• **GEGEVENSVERZAMELING**

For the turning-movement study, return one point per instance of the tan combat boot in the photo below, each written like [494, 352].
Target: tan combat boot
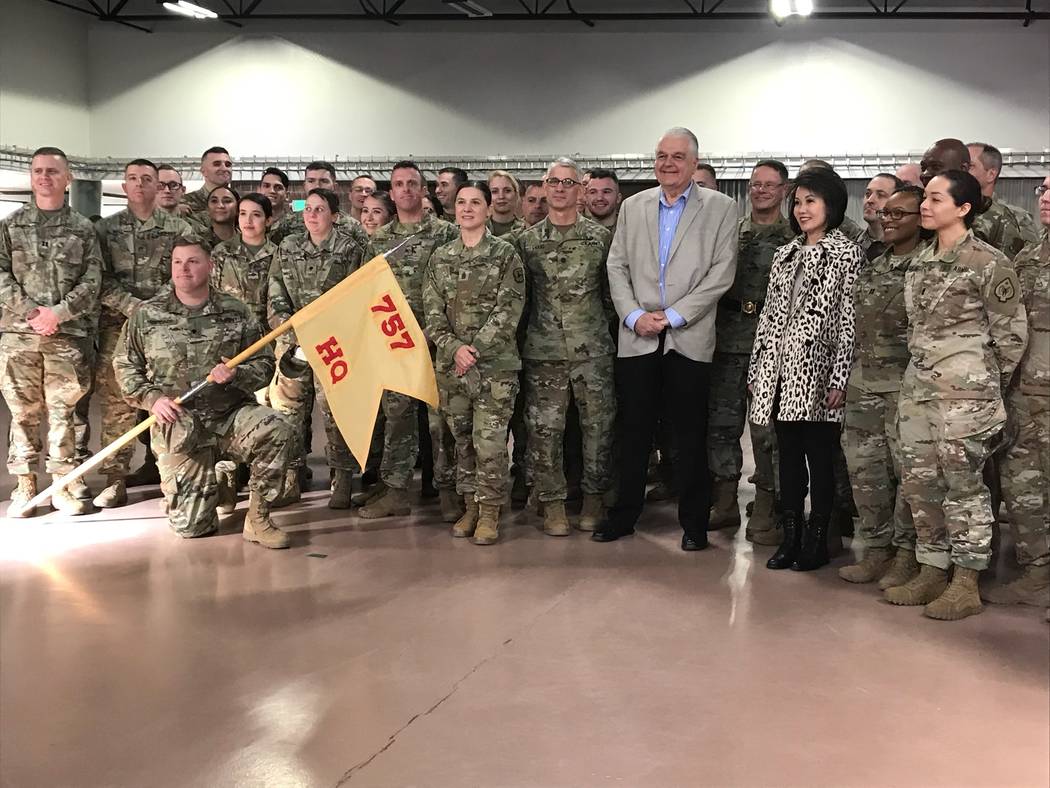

--

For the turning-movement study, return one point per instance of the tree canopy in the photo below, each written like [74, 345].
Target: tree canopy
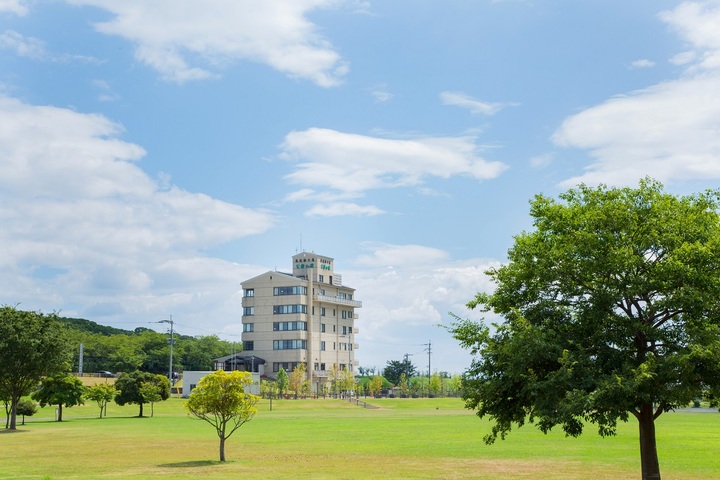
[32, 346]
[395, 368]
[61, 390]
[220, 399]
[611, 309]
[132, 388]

...

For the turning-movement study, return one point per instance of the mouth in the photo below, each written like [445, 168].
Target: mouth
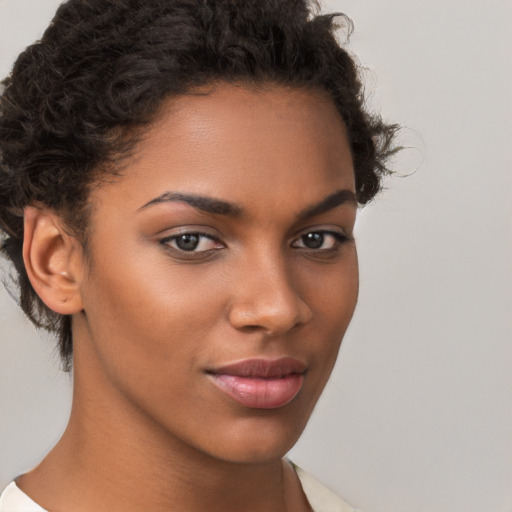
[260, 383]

• **SCHRIFTELIJKE OPGAVE**
Schrijf de regels opnieuw uit, te beginnen bij de regel met "like [494, 352]." en eindigend na de regel met "Target: tan combat boot". Vervang daarin "combat boot" door "hiking boot" en laat de rest ongewijzigd.

• **JUIST ANTWOORD**
For the turning-movement study, return one point per instance of the tan hiking boot in the photo below, each written like [494, 352].
Target: tan hiking boot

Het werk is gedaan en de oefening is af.